My Daughter’s Homework Is Killing Me

What happens when a father, alarmed by his 13-year-old daughter's nightly workload, tries to do her homework for a week

My daughter has the misfortune of living through a period of peak homework.

It turns out that there is no correlation between homework and achievement. According to a 2005 study by the Penn State professors Gerald K. LeTendre and David P. Baker, some of the countries that score higher than the U.S. on testing in the Trends in International Mathematics and Science Study—Japan and Denmark, for example—give less homework, while some of those scoring lower, including Thailand and Greece, assign more. Why pile on the homework if it doesn’t make even a testable difference, and in fact may be harmful?

“It’s a response to this whole globalized, competitive process,” says Richard Walker, a co-author of the book Reforming Homework. “You get parents demanding their children get more homework because their children are competing against the whole world.”

The irony is that some countries where the school systems are held up as models for our schools have been going in the opposite direction of the U.S., giving less homework and implementing narrower curricula built to encourage deeper understanding rather than broader coverage.

§ **DATA ENTRIES**
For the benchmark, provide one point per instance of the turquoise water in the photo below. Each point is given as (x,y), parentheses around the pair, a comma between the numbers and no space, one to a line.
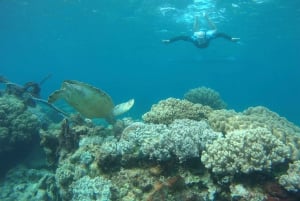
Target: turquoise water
(116,46)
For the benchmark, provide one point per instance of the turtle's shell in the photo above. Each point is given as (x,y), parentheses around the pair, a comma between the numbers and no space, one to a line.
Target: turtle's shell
(89,101)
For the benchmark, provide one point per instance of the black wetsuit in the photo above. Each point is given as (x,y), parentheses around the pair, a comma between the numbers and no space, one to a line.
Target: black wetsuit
(203,40)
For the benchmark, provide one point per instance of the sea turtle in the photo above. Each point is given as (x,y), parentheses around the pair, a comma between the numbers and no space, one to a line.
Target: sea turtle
(89,101)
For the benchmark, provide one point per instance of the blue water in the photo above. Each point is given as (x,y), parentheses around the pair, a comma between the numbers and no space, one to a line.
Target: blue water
(116,46)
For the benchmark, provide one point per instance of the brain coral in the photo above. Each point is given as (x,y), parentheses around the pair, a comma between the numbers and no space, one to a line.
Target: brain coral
(17,124)
(205,96)
(244,151)
(258,117)
(166,111)
(291,180)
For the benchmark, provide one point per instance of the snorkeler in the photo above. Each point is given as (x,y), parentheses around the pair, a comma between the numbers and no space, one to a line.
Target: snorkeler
(200,38)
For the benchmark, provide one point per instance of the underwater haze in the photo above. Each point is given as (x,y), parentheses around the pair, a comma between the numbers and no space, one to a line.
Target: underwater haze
(116,45)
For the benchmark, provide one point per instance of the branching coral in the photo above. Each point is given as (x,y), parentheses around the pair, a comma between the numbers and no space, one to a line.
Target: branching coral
(226,121)
(205,96)
(291,180)
(245,151)
(166,111)
(183,138)
(17,124)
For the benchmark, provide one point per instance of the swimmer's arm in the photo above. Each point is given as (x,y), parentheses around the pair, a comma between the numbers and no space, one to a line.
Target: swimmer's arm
(211,23)
(196,26)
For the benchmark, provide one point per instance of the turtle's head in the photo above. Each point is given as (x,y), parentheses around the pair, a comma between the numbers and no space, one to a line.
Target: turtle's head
(123,107)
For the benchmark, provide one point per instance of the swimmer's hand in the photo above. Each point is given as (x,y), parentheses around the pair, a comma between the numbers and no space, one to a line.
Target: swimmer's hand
(165,41)
(235,39)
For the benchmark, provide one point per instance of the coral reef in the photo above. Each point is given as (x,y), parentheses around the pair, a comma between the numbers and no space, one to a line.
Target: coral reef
(17,125)
(291,180)
(183,139)
(90,189)
(205,96)
(245,151)
(182,151)
(258,117)
(28,184)
(240,192)
(166,111)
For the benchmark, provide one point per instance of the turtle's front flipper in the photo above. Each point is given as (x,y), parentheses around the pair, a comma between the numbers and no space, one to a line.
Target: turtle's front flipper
(123,107)
(54,96)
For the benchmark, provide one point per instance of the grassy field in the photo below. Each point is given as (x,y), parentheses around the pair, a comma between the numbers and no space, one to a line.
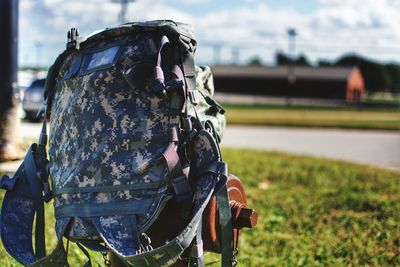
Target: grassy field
(314,117)
(313,212)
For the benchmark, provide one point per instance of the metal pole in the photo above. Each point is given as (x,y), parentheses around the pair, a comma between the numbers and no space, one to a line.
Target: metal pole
(291,71)
(9,120)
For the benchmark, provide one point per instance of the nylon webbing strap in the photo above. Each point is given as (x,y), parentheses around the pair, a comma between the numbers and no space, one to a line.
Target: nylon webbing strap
(225,217)
(179,181)
(36,189)
(196,258)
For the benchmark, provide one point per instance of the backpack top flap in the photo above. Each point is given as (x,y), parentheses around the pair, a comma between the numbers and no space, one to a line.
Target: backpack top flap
(109,129)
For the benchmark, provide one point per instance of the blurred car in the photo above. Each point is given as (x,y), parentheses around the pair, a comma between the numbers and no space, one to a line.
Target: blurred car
(33,99)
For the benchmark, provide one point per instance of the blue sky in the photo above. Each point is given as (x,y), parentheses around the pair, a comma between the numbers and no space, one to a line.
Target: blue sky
(244,28)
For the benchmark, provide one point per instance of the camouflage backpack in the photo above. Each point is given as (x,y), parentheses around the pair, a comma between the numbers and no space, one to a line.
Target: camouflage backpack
(131,129)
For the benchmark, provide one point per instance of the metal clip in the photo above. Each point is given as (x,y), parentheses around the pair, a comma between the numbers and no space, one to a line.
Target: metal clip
(7,183)
(72,37)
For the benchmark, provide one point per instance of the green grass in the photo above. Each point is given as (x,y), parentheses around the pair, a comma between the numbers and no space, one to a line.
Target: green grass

§ **ACTIONS TO TAKE**
A) In the homework article, copy the passage word for word, starting at "It turns out" and ending at "may be harmful?".
B) Condense the paragraph of the homework article that begins "It turns out that there is no correlation" into a shorter version that keeps its main facts.
C) Write what comes next in the homework article, picking up after its last paragraph.

§ **RESPONSES IN ORDER**
A)
It turns out that there is no correlation between homework and achievement. According to a 2005 study by the Penn State professors Gerald K. LeTendre and David P. Baker, some of the countries that score higher than the U.S. on testing in the Trends in International Mathematics and Science Study—Japan and Denmark, for example—give less homework, while some of those scoring lower, including Thailand and Greece, assign more. Why pile on the homework if it doesn’t make even a testable difference, and in fact may be harmful?

B) Homework and achievement show no correlation. A 2005 study by Penn State professors Gerald K. LeTendre and David P. Baker found that some countries scoring higher than the U.S. on the Trends in International Mathematics and Science Study, such as Japan and Denmark, give less homework. Some countries scoring lower, including Thailand and Greece, assign more. Why pile on homework if it makes no testable difference and may even be harmful?

C)
In the U.S., or at least in the schools my daughters have attended, there has been no sign of teachers’ letting up on homework. According to a University of Michigan study, the average time spent weekly on homework increased from two hours and 38 minutes in 1981 to three hours and 58 minutes in 2004. Data from a 2007 National Center for Education Statistics survey showed American students between grades nine and 12 doing an average of 6.8 hours of homework a week—which sounds pretty reasonable compared with what my daughter is assigned—and 42 percent of students saying they have homework five or more days a week. Esmee has hours of homework every night. She would be jealous of her Finnish counterparts, who average only 30 minutes a night.

I’m not interested in No Child Left Behind. What I am interested in is what my daughter is doing between 8 o’clock and midnight, when she finally gets to bed.

Attitudes toward homework swing in cycles of roughly 30 years, according to Harris Cooper, a professor of education at Duke University and the author of The Battle Over Homework. We went from piling on the homework because of fears of a science gap brought on by Sputnik in the late 1950s, to backing off in the Woodstock generation of the ’70s amid worries about overstressing kids, to the ’90s fears of falling behind East Asian students. The current backlash against homework has been under way so long—expressed in books like 2006’s The Case Against Homework, by Sara Bennett and Nancy Kalish, and in the 2009 documentary film Race to Nowhere—that we may now be living through a backlash against the backlash, at least in elite schools. “We’re in a heavy-homework part of the cycle,” Cooper says. “The increasing competition for elite high schools and colleges has parents demanding more homework.”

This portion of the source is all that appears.